§ **TEXT PASSAGE**:
○ ○ ○ ○

Although, smoking is considered the most important predisposing factor in development of emphysema; environmental exposures also play an important role. There have been several studies on work related respiratory symptoms and ventilatory disorders among employees of cement industry. We report a case of cement exposure related emphysema in 75 years old woman construction worker.

Keywords: Cement, construction material, COPD, risk


How to cite this article:
Karkhanis V, Joshi J M. Cement dust exposure-related emphysema in a construction worker. Lung India 2011;28:294-6

How to cite this URL:
Karkhanis V, Joshi J M. Cement dust exposure-related emphysema in a construction worker. Lung India [serial online] 2011 [cited 2019 Aug 22];28:294-6. Available from: http://www.lungindia.com/text.asp?2011/28/4/294/85694


   Introduction Top


Respiratory disorders related to inhalation of airborne dust are the most important group of occupational diseases. Workplace exposures are strongly associated with an increased risk of chronic obstructive pulmonary disease (COPD). [1] Chronic bronchitis often associated with emphysema has been reported as the most frequent respiratory disease, with cement exposure followed by silicosis and mixed dust fibrosis. [2] There are very few studies assessing the actual cement dust exposure and related risk in construction workers.

○ ○ ○ ○

§ **DATA PROVIDED**:
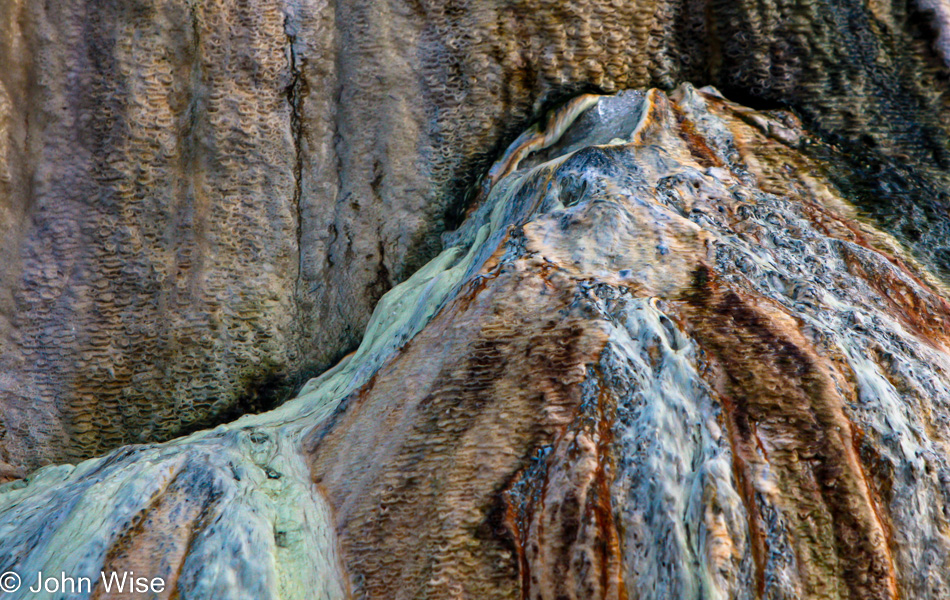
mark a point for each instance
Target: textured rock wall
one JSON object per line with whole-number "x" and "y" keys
{"x": 664, "y": 357}
{"x": 203, "y": 201}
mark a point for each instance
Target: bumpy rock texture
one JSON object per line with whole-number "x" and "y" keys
{"x": 663, "y": 357}
{"x": 203, "y": 201}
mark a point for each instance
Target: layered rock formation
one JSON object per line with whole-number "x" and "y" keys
{"x": 203, "y": 201}
{"x": 664, "y": 356}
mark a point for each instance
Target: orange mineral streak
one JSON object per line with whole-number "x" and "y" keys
{"x": 782, "y": 394}
{"x": 568, "y": 533}
{"x": 415, "y": 482}
{"x": 159, "y": 539}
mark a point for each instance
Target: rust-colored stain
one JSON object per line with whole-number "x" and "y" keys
{"x": 780, "y": 392}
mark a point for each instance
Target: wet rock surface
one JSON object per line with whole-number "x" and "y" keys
{"x": 664, "y": 356}
{"x": 202, "y": 202}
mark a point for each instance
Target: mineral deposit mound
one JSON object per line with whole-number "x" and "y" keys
{"x": 475, "y": 299}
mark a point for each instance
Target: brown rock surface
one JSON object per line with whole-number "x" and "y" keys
{"x": 202, "y": 201}
{"x": 664, "y": 357}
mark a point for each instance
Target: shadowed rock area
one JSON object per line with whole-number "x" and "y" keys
{"x": 201, "y": 202}
{"x": 664, "y": 356}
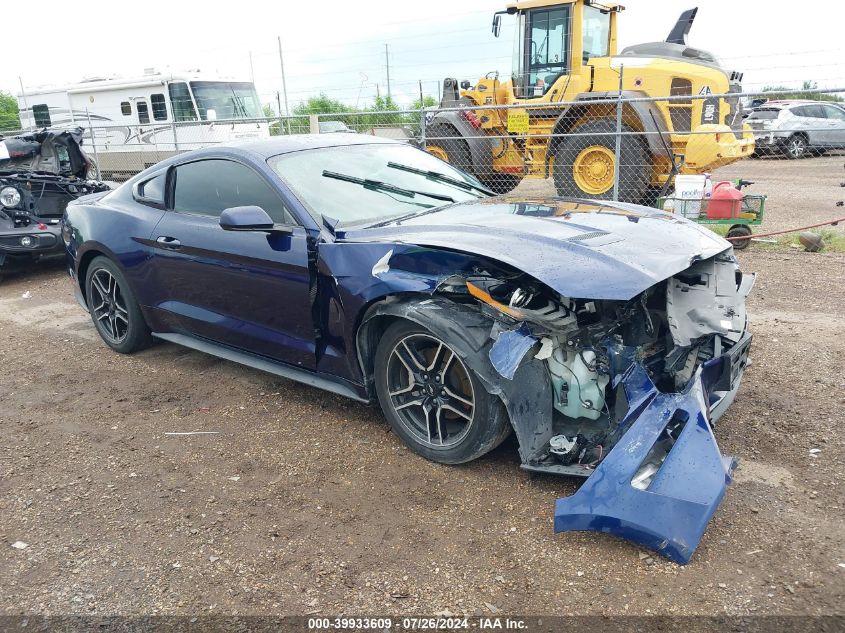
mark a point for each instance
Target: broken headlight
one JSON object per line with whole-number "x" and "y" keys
{"x": 10, "y": 197}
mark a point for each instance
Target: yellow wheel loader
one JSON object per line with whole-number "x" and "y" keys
{"x": 566, "y": 67}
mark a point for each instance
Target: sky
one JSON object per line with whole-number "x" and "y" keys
{"x": 338, "y": 47}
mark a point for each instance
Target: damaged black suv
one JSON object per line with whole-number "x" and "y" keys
{"x": 40, "y": 173}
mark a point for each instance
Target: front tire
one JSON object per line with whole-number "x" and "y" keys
{"x": 113, "y": 307}
{"x": 584, "y": 163}
{"x": 448, "y": 145}
{"x": 432, "y": 400}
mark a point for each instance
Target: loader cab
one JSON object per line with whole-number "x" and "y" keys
{"x": 554, "y": 40}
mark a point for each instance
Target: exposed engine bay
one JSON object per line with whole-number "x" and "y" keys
{"x": 39, "y": 174}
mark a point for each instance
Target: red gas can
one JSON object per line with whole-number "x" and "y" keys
{"x": 725, "y": 202}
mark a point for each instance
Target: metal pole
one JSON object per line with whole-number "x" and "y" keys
{"x": 617, "y": 167}
{"x": 93, "y": 143}
{"x": 387, "y": 61}
{"x": 279, "y": 104}
{"x": 284, "y": 83}
{"x": 23, "y": 96}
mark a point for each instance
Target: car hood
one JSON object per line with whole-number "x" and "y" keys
{"x": 579, "y": 248}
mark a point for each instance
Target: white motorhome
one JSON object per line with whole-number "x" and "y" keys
{"x": 133, "y": 123}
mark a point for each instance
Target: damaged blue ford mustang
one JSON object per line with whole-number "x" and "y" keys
{"x": 608, "y": 337}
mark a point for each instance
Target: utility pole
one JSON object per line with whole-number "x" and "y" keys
{"x": 387, "y": 61}
{"x": 284, "y": 85}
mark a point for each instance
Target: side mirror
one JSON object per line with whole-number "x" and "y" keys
{"x": 249, "y": 218}
{"x": 497, "y": 25}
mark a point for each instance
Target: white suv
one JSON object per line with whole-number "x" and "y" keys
{"x": 796, "y": 128}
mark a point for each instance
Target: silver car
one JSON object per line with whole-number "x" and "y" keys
{"x": 796, "y": 128}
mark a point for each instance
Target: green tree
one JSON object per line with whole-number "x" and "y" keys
{"x": 782, "y": 92}
{"x": 9, "y": 117}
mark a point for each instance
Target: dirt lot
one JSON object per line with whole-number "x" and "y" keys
{"x": 303, "y": 502}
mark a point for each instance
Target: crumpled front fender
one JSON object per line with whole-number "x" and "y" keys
{"x": 670, "y": 516}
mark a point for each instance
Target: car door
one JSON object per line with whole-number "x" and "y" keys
{"x": 834, "y": 135}
{"x": 249, "y": 290}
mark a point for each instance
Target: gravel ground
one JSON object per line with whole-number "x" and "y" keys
{"x": 302, "y": 502}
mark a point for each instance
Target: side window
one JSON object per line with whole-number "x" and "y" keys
{"x": 42, "y": 115}
{"x": 159, "y": 107}
{"x": 835, "y": 113}
{"x": 143, "y": 112}
{"x": 152, "y": 190}
{"x": 207, "y": 187}
{"x": 180, "y": 101}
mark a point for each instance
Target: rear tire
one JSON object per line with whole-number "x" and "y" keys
{"x": 584, "y": 164}
{"x": 113, "y": 307}
{"x": 432, "y": 400}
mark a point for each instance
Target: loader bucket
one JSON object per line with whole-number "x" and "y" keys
{"x": 671, "y": 514}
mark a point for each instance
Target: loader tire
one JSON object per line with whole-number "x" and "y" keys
{"x": 501, "y": 183}
{"x": 584, "y": 163}
{"x": 447, "y": 144}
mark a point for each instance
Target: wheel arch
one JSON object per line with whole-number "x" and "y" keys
{"x": 86, "y": 256}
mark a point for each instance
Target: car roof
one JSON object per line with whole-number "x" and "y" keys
{"x": 276, "y": 145}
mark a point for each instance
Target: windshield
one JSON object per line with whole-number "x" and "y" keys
{"x": 357, "y": 205}
{"x": 226, "y": 100}
{"x": 596, "y": 38}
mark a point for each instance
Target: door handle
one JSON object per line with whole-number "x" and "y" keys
{"x": 168, "y": 242}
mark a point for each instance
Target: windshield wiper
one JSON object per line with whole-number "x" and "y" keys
{"x": 436, "y": 175}
{"x": 377, "y": 185}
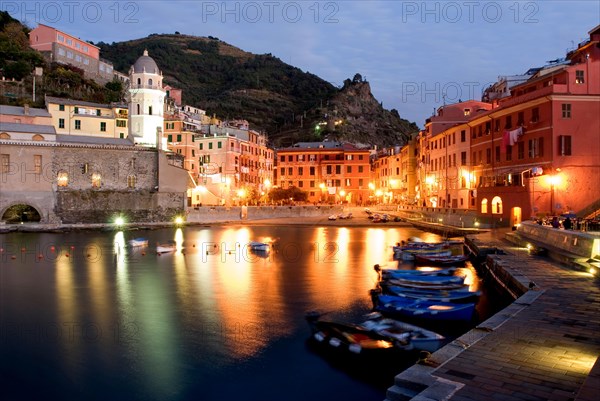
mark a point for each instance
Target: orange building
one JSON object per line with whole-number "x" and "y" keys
{"x": 538, "y": 151}
{"x": 330, "y": 172}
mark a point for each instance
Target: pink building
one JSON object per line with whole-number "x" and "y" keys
{"x": 63, "y": 48}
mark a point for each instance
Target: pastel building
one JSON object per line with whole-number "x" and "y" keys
{"x": 331, "y": 172}
{"x": 76, "y": 117}
{"x": 146, "y": 102}
{"x": 538, "y": 153}
{"x": 61, "y": 47}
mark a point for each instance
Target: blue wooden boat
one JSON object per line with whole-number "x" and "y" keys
{"x": 422, "y": 279}
{"x": 424, "y": 309}
{"x": 395, "y": 273}
{"x": 456, "y": 296}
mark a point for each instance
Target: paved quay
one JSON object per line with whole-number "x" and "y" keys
{"x": 544, "y": 346}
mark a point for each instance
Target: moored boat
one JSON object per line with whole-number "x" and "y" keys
{"x": 423, "y": 309}
{"x": 456, "y": 296}
{"x": 437, "y": 260}
{"x": 138, "y": 242}
{"x": 166, "y": 247}
{"x": 258, "y": 246}
{"x": 419, "y": 338}
{"x": 353, "y": 338}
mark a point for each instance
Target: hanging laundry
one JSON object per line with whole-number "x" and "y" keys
{"x": 514, "y": 135}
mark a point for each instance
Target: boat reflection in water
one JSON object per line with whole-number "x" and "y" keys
{"x": 183, "y": 324}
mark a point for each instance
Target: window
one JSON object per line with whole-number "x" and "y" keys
{"x": 564, "y": 145}
{"x": 62, "y": 179}
{"x": 484, "y": 205}
{"x": 508, "y": 153}
{"x": 521, "y": 150}
{"x": 5, "y": 163}
{"x": 536, "y": 147}
{"x": 496, "y": 205}
{"x": 96, "y": 180}
{"x": 131, "y": 181}
{"x": 535, "y": 115}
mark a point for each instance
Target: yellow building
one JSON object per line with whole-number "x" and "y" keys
{"x": 75, "y": 117}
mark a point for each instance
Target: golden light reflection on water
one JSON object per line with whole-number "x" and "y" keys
{"x": 246, "y": 308}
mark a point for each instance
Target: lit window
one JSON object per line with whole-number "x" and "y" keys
{"x": 566, "y": 110}
{"x": 96, "y": 180}
{"x": 131, "y": 181}
{"x": 496, "y": 205}
{"x": 62, "y": 179}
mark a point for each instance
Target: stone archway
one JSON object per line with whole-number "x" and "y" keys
{"x": 21, "y": 213}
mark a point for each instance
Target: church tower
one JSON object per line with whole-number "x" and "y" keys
{"x": 146, "y": 97}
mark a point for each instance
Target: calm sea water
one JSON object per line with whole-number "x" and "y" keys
{"x": 85, "y": 316}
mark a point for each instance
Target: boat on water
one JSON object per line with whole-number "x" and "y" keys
{"x": 424, "y": 279}
{"x": 258, "y": 246}
{"x": 423, "y": 309}
{"x": 166, "y": 247}
{"x": 353, "y": 338}
{"x": 138, "y": 242}
{"x": 437, "y": 260}
{"x": 420, "y": 338}
{"x": 425, "y": 286}
{"x": 456, "y": 296}
{"x": 396, "y": 273}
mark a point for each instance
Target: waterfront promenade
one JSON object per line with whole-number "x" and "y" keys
{"x": 542, "y": 347}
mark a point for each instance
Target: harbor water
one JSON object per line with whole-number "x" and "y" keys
{"x": 83, "y": 315}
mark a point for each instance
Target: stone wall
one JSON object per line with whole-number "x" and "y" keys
{"x": 209, "y": 214}
{"x": 105, "y": 206}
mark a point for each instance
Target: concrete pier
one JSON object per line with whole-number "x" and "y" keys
{"x": 544, "y": 346}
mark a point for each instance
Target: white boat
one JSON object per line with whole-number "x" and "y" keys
{"x": 258, "y": 246}
{"x": 420, "y": 338}
{"x": 166, "y": 247}
{"x": 136, "y": 242}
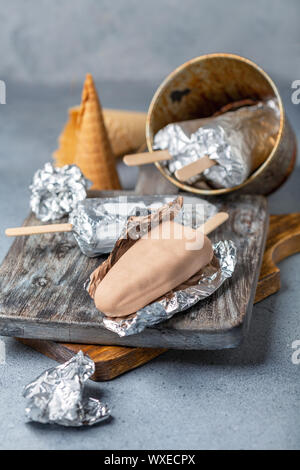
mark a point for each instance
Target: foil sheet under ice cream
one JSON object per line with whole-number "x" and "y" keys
{"x": 57, "y": 395}
{"x": 200, "y": 286}
{"x": 238, "y": 141}
{"x": 99, "y": 222}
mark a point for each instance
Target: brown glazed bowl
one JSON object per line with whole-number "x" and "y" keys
{"x": 201, "y": 87}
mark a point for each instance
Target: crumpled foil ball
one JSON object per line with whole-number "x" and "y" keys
{"x": 56, "y": 396}
{"x": 56, "y": 191}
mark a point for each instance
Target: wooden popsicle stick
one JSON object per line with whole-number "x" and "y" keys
{"x": 37, "y": 229}
{"x": 214, "y": 222}
{"x": 145, "y": 158}
{"x": 194, "y": 168}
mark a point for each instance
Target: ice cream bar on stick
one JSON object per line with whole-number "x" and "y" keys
{"x": 96, "y": 223}
{"x": 145, "y": 158}
{"x": 158, "y": 262}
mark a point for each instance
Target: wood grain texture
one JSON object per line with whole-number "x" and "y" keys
{"x": 111, "y": 361}
{"x": 41, "y": 294}
{"x": 283, "y": 241}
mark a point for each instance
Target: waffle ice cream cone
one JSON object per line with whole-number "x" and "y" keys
{"x": 94, "y": 154}
{"x": 65, "y": 154}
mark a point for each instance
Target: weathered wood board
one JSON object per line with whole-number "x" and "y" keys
{"x": 111, "y": 361}
{"x": 41, "y": 294}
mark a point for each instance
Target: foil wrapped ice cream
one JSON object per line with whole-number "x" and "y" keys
{"x": 239, "y": 141}
{"x": 55, "y": 192}
{"x": 200, "y": 286}
{"x": 99, "y": 222}
{"x": 57, "y": 395}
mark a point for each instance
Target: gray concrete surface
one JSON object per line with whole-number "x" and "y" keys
{"x": 56, "y": 41}
{"x": 244, "y": 398}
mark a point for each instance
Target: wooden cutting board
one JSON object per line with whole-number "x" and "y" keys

○ ○ ○ ○

§ **TASK DIRECTIONS**:
Reproduce the lines of the cement dust passage that begin at the words "Introduction Top" and stop after "in construction workers.". Rely only on the passage about cement dust and emphysema; nothing from the items is needed.

§ **TASK ANSWER**:
Introduction Top


Respiratory disorders related to inhalation of airborne dust are the most important group of occupational diseases. Workplace exposures are strongly associated with an increased risk of chronic obstructive pulmonary disease (COPD). [1] Chronic bronchitis often associated with emphysema has been reported as the most frequent respiratory disease, with cement exposure followed by silicosis and mixed dust fibrosis. [2] There are very few studies assessing the actual cement dust exposure and related risk in construction workers.